Excerpt:
--- START ---

Technology & Data Policy in Symbiotic Democracy
Core Principle:
Technology and data are treated as shared public infrastructure — developed, owned, and governed by communities. AI and digital tools serve collective intelligence and resilience, not corporate monopolies. Data sovereignty is local-first, but interoperable through shared standards.
How It Works
Community-Owned Tech Infrastructure
Core platforms (communication tools, community databases, voting systems, marketplaces) are cooperatively owned.
Code is open source and maintained by federated developer communities.
Hosting is distributed (community-run servers, decentralized storage) to avoid dependency on single corporations.
Open Community Schema (OCS)
A universal schema for structuring:
Community profiles.
Projects and contributions.
Environmental and economic metrics.
Member skill graphs and trust scores.
Designed for easy ingestion by LLMs so AI can assist in governance, matchmaking, and innovation.
Data Sovereignty & Privacy
Members fully own their personal data, stored in personal data vaults.
They can:
Share selectively with communities.
License anonymized datasets for research or commercial use.
Revoke access at any time.
Communities own their aggregated data as a collective asset.
Ethical AI & Collective Intelligence
AI models are:
Trained on open, community-approved datasets.

--- END ---

Entries provided:
--- START ---

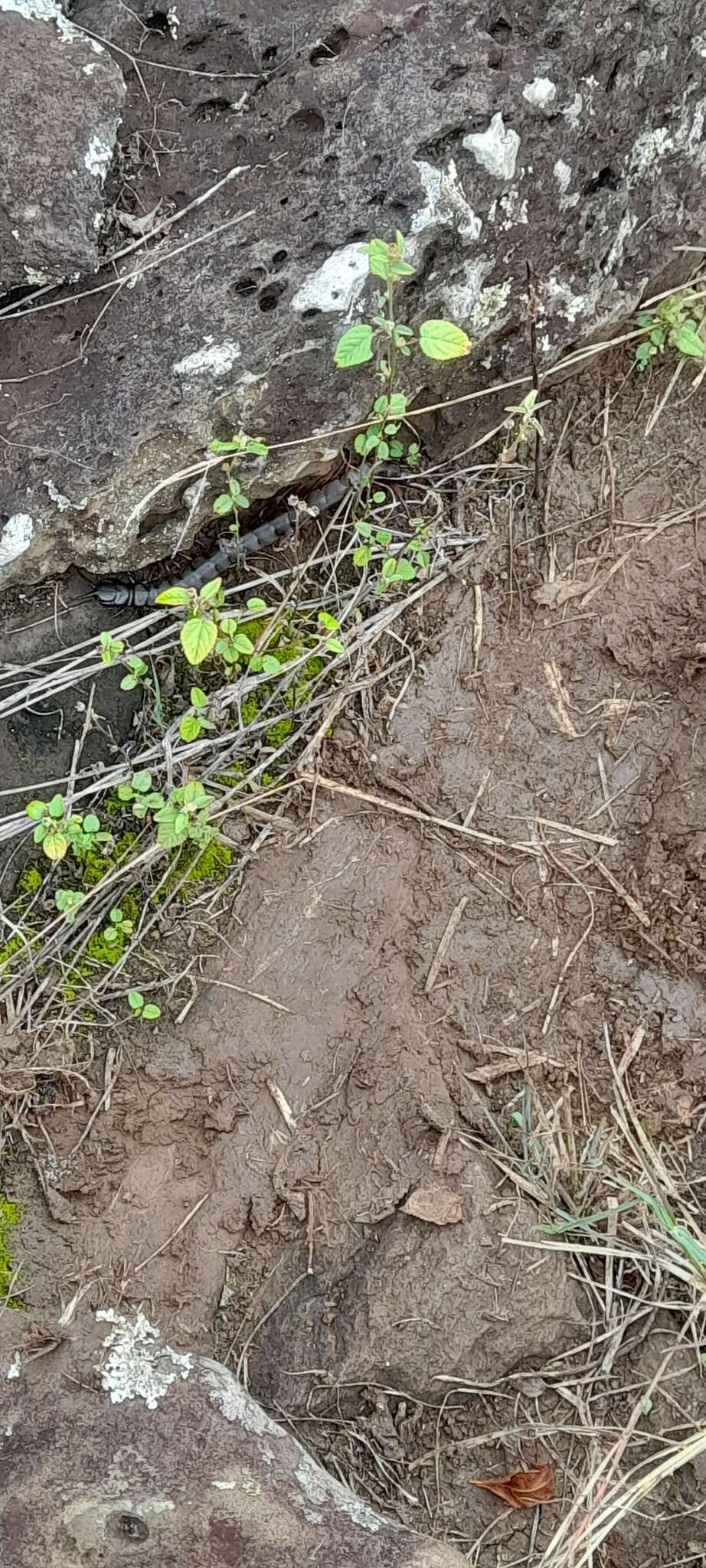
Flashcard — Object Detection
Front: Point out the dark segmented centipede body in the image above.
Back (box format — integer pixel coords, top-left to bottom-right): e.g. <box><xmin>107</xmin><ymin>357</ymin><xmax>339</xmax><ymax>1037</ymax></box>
<box><xmin>96</xmin><ymin>469</ymin><xmax>361</xmax><ymax>610</ymax></box>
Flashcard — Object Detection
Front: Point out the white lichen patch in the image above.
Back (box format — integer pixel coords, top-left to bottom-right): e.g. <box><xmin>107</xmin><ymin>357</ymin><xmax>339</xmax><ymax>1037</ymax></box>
<box><xmin>290</xmin><ymin>1453</ymin><xmax>383</xmax><ymax>1535</ymax></box>
<box><xmin>603</xmin><ymin>208</ymin><xmax>637</xmax><ymax>274</ymax></box>
<box><xmin>292</xmin><ymin>243</ymin><xmax>367</xmax><ymax>315</ymax></box>
<box><xmin>554</xmin><ymin>158</ymin><xmax>579</xmax><ymax>211</ymax></box>
<box><xmin>174</xmin><ymin>337</ymin><xmax>240</xmax><ymax>378</ymax></box>
<box><xmin>562</xmin><ymin>93</ymin><xmax>583</xmax><ymax>130</ymax></box>
<box><xmin>544</xmin><ymin>274</ymin><xmax>595</xmax><ymax>322</ymax></box>
<box><xmin>0</xmin><ymin>511</ymin><xmax>34</xmax><ymax>566</ymax></box>
<box><xmin>410</xmin><ymin>158</ymin><xmax>482</xmax><ymax>244</ymax></box>
<box><xmin>495</xmin><ymin>185</ymin><xmax>528</xmax><ymax>229</ymax></box>
<box><xmin>96</xmin><ymin>1308</ymin><xmax>193</xmax><ymax>1410</ymax></box>
<box><xmin>83</xmin><ymin>135</ymin><xmax>113</xmax><ymax>185</ymax></box>
<box><xmin>42</xmin><ymin>480</ymin><xmax>88</xmax><ymax>511</ymax></box>
<box><xmin>462</xmin><ymin>115</ymin><xmax>519</xmax><ymax>181</ymax></box>
<box><xmin>522</xmin><ymin>77</ymin><xmax>557</xmax><ymax>108</ymax></box>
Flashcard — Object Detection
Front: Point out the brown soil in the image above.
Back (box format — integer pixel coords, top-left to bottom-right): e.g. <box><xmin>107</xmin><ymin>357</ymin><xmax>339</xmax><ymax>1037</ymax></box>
<box><xmin>4</xmin><ymin>349</ymin><xmax>706</xmax><ymax>1565</ymax></box>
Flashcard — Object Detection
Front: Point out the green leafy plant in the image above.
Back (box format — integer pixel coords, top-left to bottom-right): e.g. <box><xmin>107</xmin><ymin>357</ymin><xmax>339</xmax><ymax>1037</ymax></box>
<box><xmin>501</xmin><ymin>387</ymin><xmax>546</xmax><ymax>462</ymax></box>
<box><xmin>120</xmin><ymin>654</ymin><xmax>149</xmax><ymax>691</ymax></box>
<box><xmin>157</xmin><ymin>577</ymin><xmax>224</xmax><ymax>665</ymax></box>
<box><xmin>155</xmin><ymin>779</ymin><xmax>215</xmax><ymax>850</ymax></box>
<box><xmin>179</xmin><ymin>687</ymin><xmax>215</xmax><ymax>740</ymax></box>
<box><xmin>334</xmin><ymin>232</ymin><xmax>471</xmax><ymax>593</ymax></box>
<box><xmin>116</xmin><ymin>770</ymin><xmax>165</xmax><ymax>820</ymax></box>
<box><xmin>353</xmin><ymin>511</ymin><xmax>430</xmax><ymax>593</ymax></box>
<box><xmin>209</xmin><ymin>431</ymin><xmax>270</xmax><ymax>533</ymax></box>
<box><xmin>636</xmin><ymin>293</ymin><xmax>706</xmax><ymax>370</ymax></box>
<box><xmin>127</xmin><ymin>991</ymin><xmax>162</xmax><ymax>1022</ymax></box>
<box><xmin>54</xmin><ymin>887</ymin><xmax>85</xmax><ymax>925</ymax></box>
<box><xmin>100</xmin><ymin>632</ymin><xmax>126</xmax><ymax>665</ymax></box>
<box><xmin>317</xmin><ymin>610</ymin><xmax>345</xmax><ymax>654</ymax></box>
<box><xmin>102</xmin><ymin>906</ymin><xmax>135</xmax><ymax>947</ymax></box>
<box><xmin>25</xmin><ymin>795</ymin><xmax>113</xmax><ymax>861</ymax></box>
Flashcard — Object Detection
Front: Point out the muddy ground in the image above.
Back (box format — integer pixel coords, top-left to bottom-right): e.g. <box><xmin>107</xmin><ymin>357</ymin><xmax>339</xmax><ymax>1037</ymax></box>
<box><xmin>3</xmin><ymin>359</ymin><xmax>706</xmax><ymax>1565</ymax></box>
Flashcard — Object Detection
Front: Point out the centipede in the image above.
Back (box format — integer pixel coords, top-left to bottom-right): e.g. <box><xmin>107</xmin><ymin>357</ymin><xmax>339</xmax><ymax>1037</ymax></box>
<box><xmin>94</xmin><ymin>469</ymin><xmax>364</xmax><ymax>610</ymax></box>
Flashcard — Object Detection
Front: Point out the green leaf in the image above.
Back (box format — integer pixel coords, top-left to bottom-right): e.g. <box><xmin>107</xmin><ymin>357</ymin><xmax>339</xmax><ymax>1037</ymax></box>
<box><xmin>419</xmin><ymin>320</ymin><xmax>471</xmax><ymax>359</ymax></box>
<box><xmin>672</xmin><ymin>322</ymin><xmax>706</xmax><ymax>359</ymax></box>
<box><xmin>395</xmin><ymin>555</ymin><xmax>417</xmax><ymax>583</ymax></box>
<box><xmin>155</xmin><ymin>586</ymin><xmax>191</xmax><ymax>603</ymax></box>
<box><xmin>42</xmin><ymin>828</ymin><xmax>69</xmax><ymax>861</ymax></box>
<box><xmin>179</xmin><ymin>714</ymin><xmax>201</xmax><ymax>740</ymax></box>
<box><xmin>334</xmin><ymin>322</ymin><xmax>372</xmax><ymax>370</ymax></box>
<box><xmin>182</xmin><ymin>779</ymin><xmax>212</xmax><ymax>806</ymax></box>
<box><xmin>201</xmin><ymin>577</ymin><xmax>223</xmax><ymax>603</ymax></box>
<box><xmin>179</xmin><ymin>615</ymin><xmax>218</xmax><ymax>665</ymax></box>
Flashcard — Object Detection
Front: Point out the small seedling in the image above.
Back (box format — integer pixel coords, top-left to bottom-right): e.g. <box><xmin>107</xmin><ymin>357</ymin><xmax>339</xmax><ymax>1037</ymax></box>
<box><xmin>157</xmin><ymin>577</ymin><xmax>224</xmax><ymax>665</ymax></box>
<box><xmin>54</xmin><ymin>887</ymin><xmax>85</xmax><ymax>925</ymax></box>
<box><xmin>118</xmin><ymin>772</ymin><xmax>165</xmax><ymax>820</ymax></box>
<box><xmin>334</xmin><ymin>232</ymin><xmax>471</xmax><ymax>593</ymax></box>
<box><xmin>636</xmin><ymin>293</ymin><xmax>706</xmax><ymax>370</ymax></box>
<box><xmin>102</xmin><ymin>906</ymin><xmax>135</xmax><ymax>947</ymax></box>
<box><xmin>209</xmin><ymin>431</ymin><xmax>270</xmax><ymax>533</ymax></box>
<box><xmin>127</xmin><ymin>991</ymin><xmax>162</xmax><ymax>1022</ymax></box>
<box><xmin>179</xmin><ymin>687</ymin><xmax>215</xmax><ymax>740</ymax></box>
<box><xmin>100</xmin><ymin>632</ymin><xmax>126</xmax><ymax>665</ymax></box>
<box><xmin>155</xmin><ymin>779</ymin><xmax>215</xmax><ymax>850</ymax></box>
<box><xmin>25</xmin><ymin>795</ymin><xmax>113</xmax><ymax>861</ymax></box>
<box><xmin>121</xmin><ymin>655</ymin><xmax>149</xmax><ymax>691</ymax></box>
<box><xmin>317</xmin><ymin>610</ymin><xmax>345</xmax><ymax>654</ymax></box>
<box><xmin>501</xmin><ymin>387</ymin><xmax>546</xmax><ymax>462</ymax></box>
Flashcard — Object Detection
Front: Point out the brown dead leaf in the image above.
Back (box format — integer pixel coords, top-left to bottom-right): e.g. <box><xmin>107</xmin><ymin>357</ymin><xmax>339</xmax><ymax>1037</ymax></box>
<box><xmin>469</xmin><ymin>1465</ymin><xmax>554</xmax><ymax>1508</ymax></box>
<box><xmin>402</xmin><ymin>1187</ymin><xmax>462</xmax><ymax>1224</ymax></box>
<box><xmin>532</xmin><ymin>577</ymin><xmax>591</xmax><ymax>610</ymax></box>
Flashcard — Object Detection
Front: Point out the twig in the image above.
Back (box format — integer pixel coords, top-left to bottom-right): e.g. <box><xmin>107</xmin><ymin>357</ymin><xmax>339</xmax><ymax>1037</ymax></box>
<box><xmin>123</xmin><ymin>1191</ymin><xmax>211</xmax><ymax>1289</ymax></box>
<box><xmin>423</xmin><ymin>893</ymin><xmax>468</xmax><ymax>995</ymax></box>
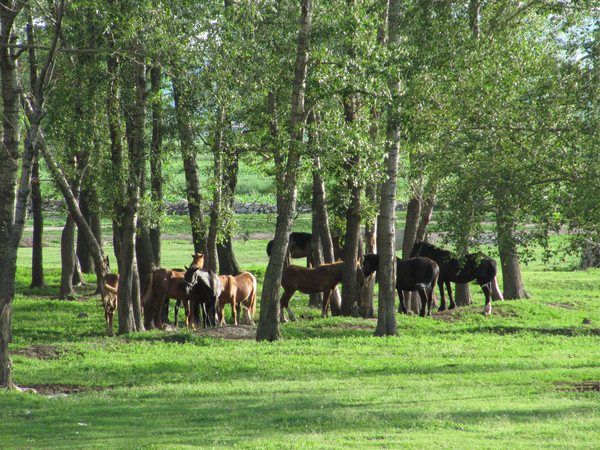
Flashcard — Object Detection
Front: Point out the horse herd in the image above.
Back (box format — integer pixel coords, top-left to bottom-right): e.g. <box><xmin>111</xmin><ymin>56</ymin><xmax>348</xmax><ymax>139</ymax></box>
<box><xmin>100</xmin><ymin>233</ymin><xmax>501</xmax><ymax>336</ymax></box>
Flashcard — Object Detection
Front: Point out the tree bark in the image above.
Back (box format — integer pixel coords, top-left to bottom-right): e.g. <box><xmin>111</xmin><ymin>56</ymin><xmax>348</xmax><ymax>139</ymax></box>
<box><xmin>375</xmin><ymin>0</ymin><xmax>401</xmax><ymax>336</ymax></box>
<box><xmin>117</xmin><ymin>64</ymin><xmax>148</xmax><ymax>334</ymax></box>
<box><xmin>206</xmin><ymin>106</ymin><xmax>225</xmax><ymax>273</ymax></box>
<box><xmin>496</xmin><ymin>194</ymin><xmax>529</xmax><ymax>300</ymax></box>
<box><xmin>313</xmin><ymin>157</ymin><xmax>342</xmax><ymax>316</ymax></box>
<box><xmin>256</xmin><ymin>0</ymin><xmax>313</xmax><ymax>341</ymax></box>
<box><xmin>0</xmin><ymin>0</ymin><xmax>29</xmax><ymax>389</ymax></box>
<box><xmin>217</xmin><ymin>148</ymin><xmax>242</xmax><ymax>275</ymax></box>
<box><xmin>30</xmin><ymin>158</ymin><xmax>46</xmax><ymax>288</ymax></box>
<box><xmin>151</xmin><ymin>64</ymin><xmax>164</xmax><ymax>268</ymax></box>
<box><xmin>76</xmin><ymin>187</ymin><xmax>94</xmax><ymax>273</ymax></box>
<box><xmin>172</xmin><ymin>77</ymin><xmax>207</xmax><ymax>253</ymax></box>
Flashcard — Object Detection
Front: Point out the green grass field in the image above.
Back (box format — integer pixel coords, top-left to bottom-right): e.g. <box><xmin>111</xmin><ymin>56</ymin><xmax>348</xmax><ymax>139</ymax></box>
<box><xmin>0</xmin><ymin>218</ymin><xmax>600</xmax><ymax>449</ymax></box>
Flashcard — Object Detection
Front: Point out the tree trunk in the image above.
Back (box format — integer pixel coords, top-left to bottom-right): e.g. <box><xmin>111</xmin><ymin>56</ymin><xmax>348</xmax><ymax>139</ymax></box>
<box><xmin>358</xmin><ymin>184</ymin><xmax>377</xmax><ymax>319</ymax></box>
<box><xmin>135</xmin><ymin>165</ymin><xmax>158</xmax><ymax>280</ymax></box>
<box><xmin>117</xmin><ymin>64</ymin><xmax>148</xmax><ymax>334</ymax></box>
<box><xmin>313</xmin><ymin>156</ymin><xmax>342</xmax><ymax>316</ymax></box>
<box><xmin>342</xmin><ymin>97</ymin><xmax>362</xmax><ymax>316</ymax></box>
<box><xmin>0</xmin><ymin>0</ymin><xmax>23</xmax><ymax>389</ymax></box>
<box><xmin>76</xmin><ymin>187</ymin><xmax>94</xmax><ymax>273</ymax></box>
<box><xmin>256</xmin><ymin>0</ymin><xmax>313</xmax><ymax>341</ymax></box>
<box><xmin>151</xmin><ymin>64</ymin><xmax>164</xmax><ymax>268</ymax></box>
<box><xmin>217</xmin><ymin>148</ymin><xmax>242</xmax><ymax>275</ymax></box>
<box><xmin>58</xmin><ymin>215</ymin><xmax>75</xmax><ymax>300</ymax></box>
<box><xmin>30</xmin><ymin>158</ymin><xmax>46</xmax><ymax>288</ymax></box>
<box><xmin>496</xmin><ymin>195</ymin><xmax>529</xmax><ymax>300</ymax></box>
<box><xmin>375</xmin><ymin>0</ymin><xmax>401</xmax><ymax>336</ymax></box>
<box><xmin>398</xmin><ymin>195</ymin><xmax>423</xmax><ymax>314</ymax></box>
<box><xmin>172</xmin><ymin>77</ymin><xmax>207</xmax><ymax>253</ymax></box>
<box><xmin>206</xmin><ymin>106</ymin><xmax>225</xmax><ymax>273</ymax></box>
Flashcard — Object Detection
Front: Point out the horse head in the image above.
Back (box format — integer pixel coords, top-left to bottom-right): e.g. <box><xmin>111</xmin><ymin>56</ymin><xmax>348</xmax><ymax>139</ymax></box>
<box><xmin>356</xmin><ymin>258</ymin><xmax>367</xmax><ymax>286</ymax></box>
<box><xmin>191</xmin><ymin>253</ymin><xmax>204</xmax><ymax>270</ymax></box>
<box><xmin>362</xmin><ymin>254</ymin><xmax>379</xmax><ymax>278</ymax></box>
<box><xmin>410</xmin><ymin>241</ymin><xmax>425</xmax><ymax>258</ymax></box>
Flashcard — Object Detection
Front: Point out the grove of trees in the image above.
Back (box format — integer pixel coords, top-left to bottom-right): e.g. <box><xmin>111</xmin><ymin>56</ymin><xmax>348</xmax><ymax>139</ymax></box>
<box><xmin>0</xmin><ymin>0</ymin><xmax>600</xmax><ymax>387</ymax></box>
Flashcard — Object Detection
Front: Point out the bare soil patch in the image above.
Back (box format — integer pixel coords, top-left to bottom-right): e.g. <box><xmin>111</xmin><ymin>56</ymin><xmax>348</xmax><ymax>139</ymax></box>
<box><xmin>24</xmin><ymin>383</ymin><xmax>109</xmax><ymax>395</ymax></box>
<box><xmin>554</xmin><ymin>381</ymin><xmax>600</xmax><ymax>392</ymax></box>
<box><xmin>548</xmin><ymin>303</ymin><xmax>577</xmax><ymax>309</ymax></box>
<box><xmin>11</xmin><ymin>344</ymin><xmax>63</xmax><ymax>360</ymax></box>
<box><xmin>193</xmin><ymin>325</ymin><xmax>256</xmax><ymax>340</ymax></box>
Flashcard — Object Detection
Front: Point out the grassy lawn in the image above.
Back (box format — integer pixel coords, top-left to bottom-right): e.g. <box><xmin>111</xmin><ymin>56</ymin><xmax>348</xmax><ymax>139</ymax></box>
<box><xmin>0</xmin><ymin>223</ymin><xmax>600</xmax><ymax>449</ymax></box>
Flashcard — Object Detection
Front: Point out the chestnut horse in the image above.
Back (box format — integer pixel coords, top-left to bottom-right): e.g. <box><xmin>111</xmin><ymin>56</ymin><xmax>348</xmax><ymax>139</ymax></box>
<box><xmin>267</xmin><ymin>231</ymin><xmax>343</xmax><ymax>267</ymax></box>
<box><xmin>100</xmin><ymin>257</ymin><xmax>119</xmax><ymax>336</ymax></box>
<box><xmin>141</xmin><ymin>253</ymin><xmax>204</xmax><ymax>330</ymax></box>
<box><xmin>362</xmin><ymin>255</ymin><xmax>440</xmax><ymax>317</ymax></box>
<box><xmin>217</xmin><ymin>272</ymin><xmax>257</xmax><ymax>325</ymax></box>
<box><xmin>279</xmin><ymin>261</ymin><xmax>365</xmax><ymax>322</ymax></box>
<box><xmin>410</xmin><ymin>241</ymin><xmax>499</xmax><ymax>316</ymax></box>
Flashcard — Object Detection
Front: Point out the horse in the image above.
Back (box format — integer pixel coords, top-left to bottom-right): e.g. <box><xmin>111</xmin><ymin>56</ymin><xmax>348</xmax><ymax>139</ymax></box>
<box><xmin>100</xmin><ymin>257</ymin><xmax>119</xmax><ymax>336</ymax></box>
<box><xmin>267</xmin><ymin>231</ymin><xmax>343</xmax><ymax>267</ymax></box>
<box><xmin>279</xmin><ymin>261</ymin><xmax>365</xmax><ymax>323</ymax></box>
<box><xmin>141</xmin><ymin>253</ymin><xmax>204</xmax><ymax>330</ymax></box>
<box><xmin>362</xmin><ymin>254</ymin><xmax>440</xmax><ymax>317</ymax></box>
<box><xmin>217</xmin><ymin>272</ymin><xmax>257</xmax><ymax>325</ymax></box>
<box><xmin>410</xmin><ymin>241</ymin><xmax>498</xmax><ymax>316</ymax></box>
<box><xmin>184</xmin><ymin>266</ymin><xmax>222</xmax><ymax>328</ymax></box>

--- END ---

Task list:
A – Answer from the technology and data policy outline:
(i) Where are members' personal data stored?
(ii) Who maintains the open-source code?
(iii) The Open Community Schema is designed for easy ingestion by what?
B – Rewrite the technology and data policy outline from "How It Works" up to and including "Community Schema (OCS)", putting "collectively" in place of "cooperatively".
The entries have no connection to the technology and data policy outline.

Expected responses:
A –
(i) In personal data vaults.
(ii) Federated developer communities.
(iii) LLMs.

B –
How It Works
Community-Owned Tech Infrastructure
Core platforms (communication tools, community databases, voting systems, marketplaces) are collectively owned.
Code is open source and maintained by federated developer communities.
Hosting is distributed (community-run servers, decentralized storage) to avoid dependency on single corporations.
Open Community Schema (OCS)